What the exercise asks:
Copy out, unchanged, the part of the items that starts with the line containing "Where can the green grass" and ends with the line containing "point(500, 165)", including both of those lines.

** START Record excerpts **

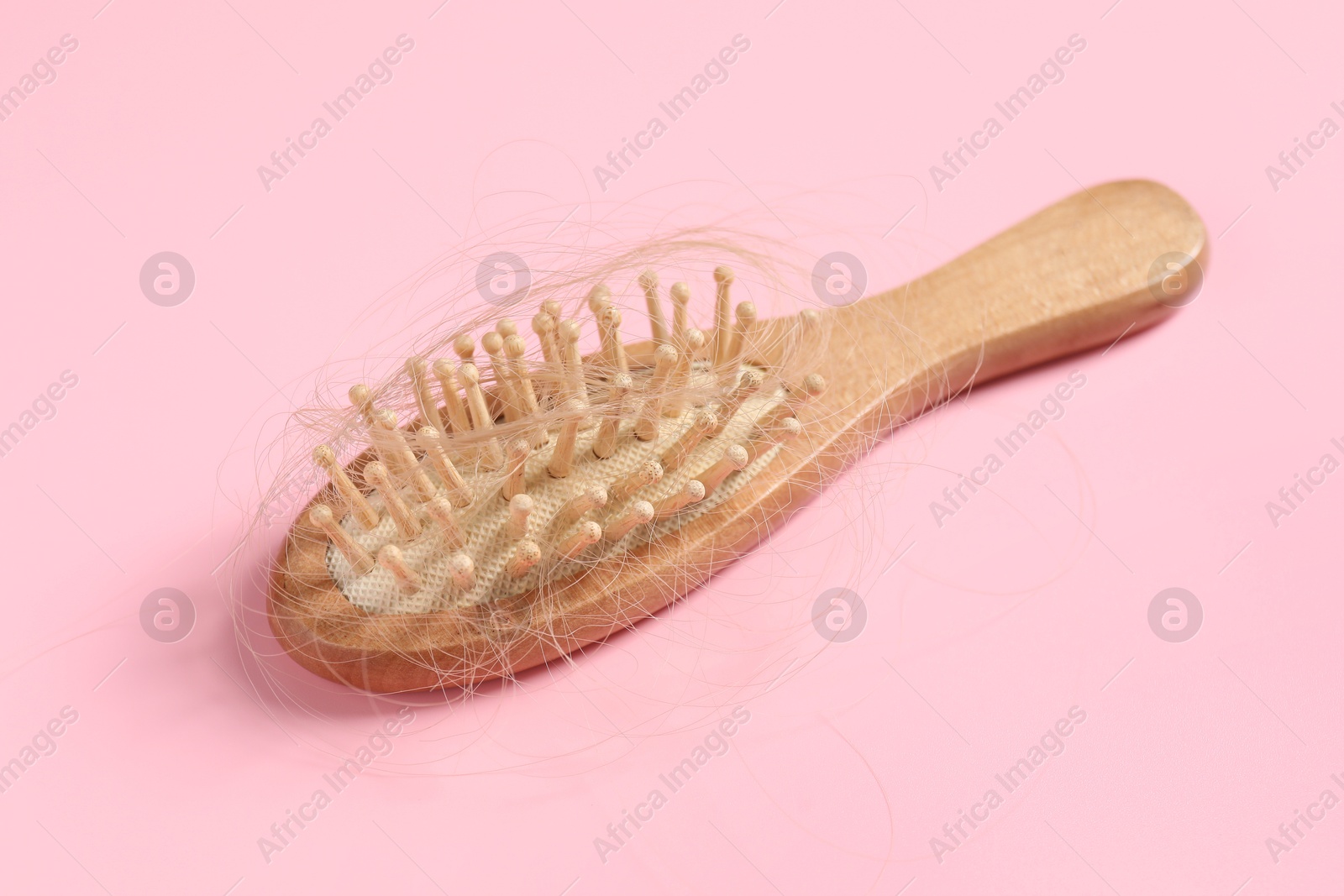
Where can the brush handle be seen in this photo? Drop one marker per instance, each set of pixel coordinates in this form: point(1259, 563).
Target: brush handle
point(1072, 277)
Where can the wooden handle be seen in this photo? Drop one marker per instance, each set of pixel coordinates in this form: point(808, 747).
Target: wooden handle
point(1072, 277)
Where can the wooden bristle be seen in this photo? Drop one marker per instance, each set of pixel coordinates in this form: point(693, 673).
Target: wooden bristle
point(743, 338)
point(494, 345)
point(647, 425)
point(640, 477)
point(418, 372)
point(812, 387)
point(407, 523)
point(360, 559)
point(734, 458)
point(544, 328)
point(391, 559)
point(636, 515)
point(784, 430)
point(609, 430)
point(463, 571)
point(609, 331)
point(405, 458)
point(481, 422)
point(457, 490)
point(573, 360)
point(702, 425)
point(658, 322)
point(519, 511)
point(578, 540)
point(680, 297)
point(517, 454)
point(690, 493)
point(721, 343)
point(447, 374)
point(465, 348)
point(562, 456)
point(600, 297)
point(591, 499)
point(749, 385)
point(526, 557)
point(349, 493)
point(445, 521)
point(363, 402)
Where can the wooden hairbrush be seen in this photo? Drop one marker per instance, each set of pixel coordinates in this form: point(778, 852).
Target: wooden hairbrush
point(510, 506)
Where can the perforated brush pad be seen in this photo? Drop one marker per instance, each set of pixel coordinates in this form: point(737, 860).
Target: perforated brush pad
point(486, 521)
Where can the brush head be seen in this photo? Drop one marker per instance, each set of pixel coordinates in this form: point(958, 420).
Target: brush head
point(470, 521)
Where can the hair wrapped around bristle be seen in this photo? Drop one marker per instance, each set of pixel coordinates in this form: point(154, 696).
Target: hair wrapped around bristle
point(507, 466)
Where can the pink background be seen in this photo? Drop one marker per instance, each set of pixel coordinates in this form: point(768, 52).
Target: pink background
point(988, 631)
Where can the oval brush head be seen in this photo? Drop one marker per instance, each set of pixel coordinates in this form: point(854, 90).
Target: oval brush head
point(528, 500)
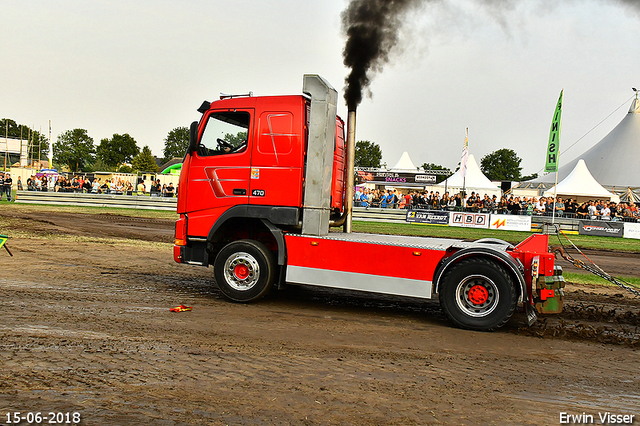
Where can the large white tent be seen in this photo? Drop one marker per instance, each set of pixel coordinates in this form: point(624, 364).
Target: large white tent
point(404, 164)
point(581, 185)
point(614, 160)
point(474, 181)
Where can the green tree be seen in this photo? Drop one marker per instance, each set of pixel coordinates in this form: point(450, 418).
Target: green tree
point(432, 166)
point(117, 150)
point(37, 142)
point(74, 149)
point(176, 143)
point(368, 154)
point(145, 162)
point(503, 164)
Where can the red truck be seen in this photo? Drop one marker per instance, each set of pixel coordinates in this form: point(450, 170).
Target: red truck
point(265, 178)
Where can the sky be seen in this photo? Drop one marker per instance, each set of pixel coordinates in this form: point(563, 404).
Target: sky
point(494, 67)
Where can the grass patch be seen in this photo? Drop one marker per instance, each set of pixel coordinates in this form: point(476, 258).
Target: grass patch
point(35, 208)
point(514, 237)
point(578, 278)
point(468, 234)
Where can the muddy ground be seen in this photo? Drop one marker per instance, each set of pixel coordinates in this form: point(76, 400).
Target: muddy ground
point(86, 327)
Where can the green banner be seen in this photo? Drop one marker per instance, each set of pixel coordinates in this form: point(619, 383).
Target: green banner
point(553, 149)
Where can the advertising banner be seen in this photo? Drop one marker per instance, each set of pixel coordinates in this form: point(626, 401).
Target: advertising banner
point(394, 178)
point(469, 220)
point(434, 217)
point(632, 230)
point(601, 228)
point(509, 222)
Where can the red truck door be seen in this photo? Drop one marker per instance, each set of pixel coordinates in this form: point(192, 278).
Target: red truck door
point(220, 168)
point(278, 153)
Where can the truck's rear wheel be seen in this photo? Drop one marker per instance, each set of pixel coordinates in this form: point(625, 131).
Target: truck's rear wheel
point(478, 294)
point(244, 270)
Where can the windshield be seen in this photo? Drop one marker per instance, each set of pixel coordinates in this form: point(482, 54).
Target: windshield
point(224, 133)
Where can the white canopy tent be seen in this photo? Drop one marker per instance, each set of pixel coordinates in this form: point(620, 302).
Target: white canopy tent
point(475, 181)
point(614, 160)
point(404, 164)
point(581, 185)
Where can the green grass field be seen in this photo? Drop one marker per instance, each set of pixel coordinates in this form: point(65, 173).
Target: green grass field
point(469, 234)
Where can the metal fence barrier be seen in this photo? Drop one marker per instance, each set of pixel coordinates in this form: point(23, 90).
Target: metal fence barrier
point(373, 214)
point(96, 200)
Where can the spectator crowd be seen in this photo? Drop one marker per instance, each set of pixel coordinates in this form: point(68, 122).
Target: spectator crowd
point(507, 204)
point(95, 185)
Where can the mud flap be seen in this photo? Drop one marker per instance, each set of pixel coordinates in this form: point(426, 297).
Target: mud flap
point(550, 293)
point(532, 316)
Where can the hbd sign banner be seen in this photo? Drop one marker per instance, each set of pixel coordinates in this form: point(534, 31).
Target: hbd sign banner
point(601, 228)
point(469, 220)
point(433, 217)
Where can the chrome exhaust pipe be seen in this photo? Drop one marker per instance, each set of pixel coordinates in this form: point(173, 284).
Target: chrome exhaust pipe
point(351, 156)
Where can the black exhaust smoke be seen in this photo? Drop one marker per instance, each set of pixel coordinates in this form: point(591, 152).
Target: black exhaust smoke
point(371, 27)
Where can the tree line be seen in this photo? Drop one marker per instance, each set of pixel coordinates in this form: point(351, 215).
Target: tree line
point(76, 150)
point(500, 165)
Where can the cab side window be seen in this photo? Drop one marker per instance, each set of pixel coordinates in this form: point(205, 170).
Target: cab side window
point(225, 133)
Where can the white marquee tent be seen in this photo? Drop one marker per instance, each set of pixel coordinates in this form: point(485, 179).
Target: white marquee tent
point(581, 185)
point(475, 181)
point(404, 164)
point(614, 160)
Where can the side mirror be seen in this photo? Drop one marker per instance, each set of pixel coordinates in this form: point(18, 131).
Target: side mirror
point(193, 137)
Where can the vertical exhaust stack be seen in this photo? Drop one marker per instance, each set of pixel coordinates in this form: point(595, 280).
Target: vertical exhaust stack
point(351, 155)
point(320, 146)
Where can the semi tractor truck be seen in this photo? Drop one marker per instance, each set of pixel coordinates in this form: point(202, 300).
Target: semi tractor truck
point(265, 197)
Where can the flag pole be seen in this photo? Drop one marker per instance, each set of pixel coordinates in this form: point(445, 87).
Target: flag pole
point(553, 151)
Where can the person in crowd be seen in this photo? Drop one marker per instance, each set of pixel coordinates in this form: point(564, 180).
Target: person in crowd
point(154, 191)
point(383, 200)
point(582, 212)
point(570, 208)
point(560, 207)
point(539, 207)
point(514, 205)
point(408, 200)
point(363, 199)
point(444, 201)
point(8, 184)
point(593, 210)
point(391, 199)
point(141, 187)
point(615, 211)
point(75, 185)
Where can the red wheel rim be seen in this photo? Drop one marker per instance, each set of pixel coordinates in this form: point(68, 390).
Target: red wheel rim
point(241, 271)
point(478, 295)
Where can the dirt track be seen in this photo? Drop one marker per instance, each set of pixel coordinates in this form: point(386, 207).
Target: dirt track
point(86, 327)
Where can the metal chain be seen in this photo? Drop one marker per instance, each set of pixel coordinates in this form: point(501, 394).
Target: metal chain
point(593, 268)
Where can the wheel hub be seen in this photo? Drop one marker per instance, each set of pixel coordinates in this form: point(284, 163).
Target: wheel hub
point(477, 296)
point(241, 271)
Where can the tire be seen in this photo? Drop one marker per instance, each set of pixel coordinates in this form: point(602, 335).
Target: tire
point(244, 270)
point(478, 294)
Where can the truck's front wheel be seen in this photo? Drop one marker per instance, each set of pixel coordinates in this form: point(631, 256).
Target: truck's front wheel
point(244, 270)
point(478, 294)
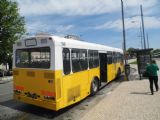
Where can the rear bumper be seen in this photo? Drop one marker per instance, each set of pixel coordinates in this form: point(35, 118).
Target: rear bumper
point(37, 102)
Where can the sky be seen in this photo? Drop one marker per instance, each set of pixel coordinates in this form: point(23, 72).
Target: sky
point(97, 21)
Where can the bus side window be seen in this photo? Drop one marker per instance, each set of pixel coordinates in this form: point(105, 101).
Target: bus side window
point(109, 57)
point(83, 59)
point(75, 60)
point(66, 61)
point(79, 60)
point(93, 58)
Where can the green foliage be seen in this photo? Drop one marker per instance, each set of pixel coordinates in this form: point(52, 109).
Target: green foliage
point(11, 28)
point(134, 62)
point(156, 51)
point(131, 51)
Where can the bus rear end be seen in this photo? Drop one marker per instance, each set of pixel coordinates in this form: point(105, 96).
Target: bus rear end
point(33, 73)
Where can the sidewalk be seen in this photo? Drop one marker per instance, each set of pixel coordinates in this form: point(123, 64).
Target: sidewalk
point(5, 79)
point(131, 100)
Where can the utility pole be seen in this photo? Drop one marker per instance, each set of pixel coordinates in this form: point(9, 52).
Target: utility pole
point(124, 33)
point(127, 68)
point(141, 37)
point(147, 41)
point(143, 27)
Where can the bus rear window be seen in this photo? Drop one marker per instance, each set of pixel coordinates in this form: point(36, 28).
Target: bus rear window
point(33, 58)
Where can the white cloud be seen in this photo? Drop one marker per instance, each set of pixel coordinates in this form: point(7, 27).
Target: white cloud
point(77, 7)
point(134, 22)
point(36, 27)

** END Record excerpts **

Exercise answer:
Where can the green grass field be seen in this photo? Drop one marker per instance, each set of pixel coordinates in this form: point(65, 173).
Target: green grass field
point(469, 234)
Where can the metal fence barrier be seen in this photo? Drop one marker per instance, each set of pixel coordinates in this form: point(23, 90).
Target: metal fence barrier
point(373, 214)
point(96, 200)
Where can the spectator crowd be seen in this photo? Drop one marker per instance, each set of pixel coordinates in this form: point(68, 122).
Target: spectator crowd
point(507, 204)
point(95, 185)
Where can the mud flap be seen in this photo? Drop one marker per instance, each set of pixel coordinates in this form: point(426, 297).
Target: mud flap
point(550, 293)
point(532, 316)
Where can the hbd sign banner be seen in this photo? Drop one marker per instance, each set of pixel coordinates in this form: point(534, 31).
Target: hbd sign banner
point(601, 228)
point(469, 220)
point(433, 217)
Where can the chrome exhaust pipe be seen in this photo? Drop one marker per instance, each set of pixel coordinates in this form: point(173, 284).
Target: chrome exhaust pipe
point(351, 156)
Where can the black exhaust smoke be seen in this photo? Drop one marker per instance, each set of pixel coordinates in this form: point(591, 152).
Target: black exhaust smoke
point(371, 27)
Where can the tree line be seen in this photo? Drop one marker per instance, each set of pixel coordinates in this form: point(351, 215).
Target: tree line
point(76, 150)
point(500, 165)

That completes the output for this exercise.